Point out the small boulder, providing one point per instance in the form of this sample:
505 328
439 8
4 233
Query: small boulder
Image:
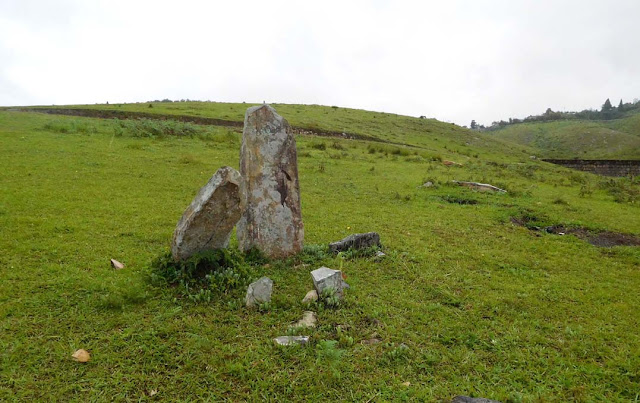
259 292
291 340
309 319
325 278
356 241
312 296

### YOUR TASK:
Convert the data above into a numbered list with one line per entry and no blank lines. Leave the picture out.

### THE SOLUTION:
1. Point out the small boulder, providing one point per instance in the form of this sample:
2. 505 328
3. 439 8
4. 4 233
5. Query: small boulder
6. Image:
7. 259 292
8. 291 340
9. 309 319
10. 325 278
11. 356 241
12. 312 296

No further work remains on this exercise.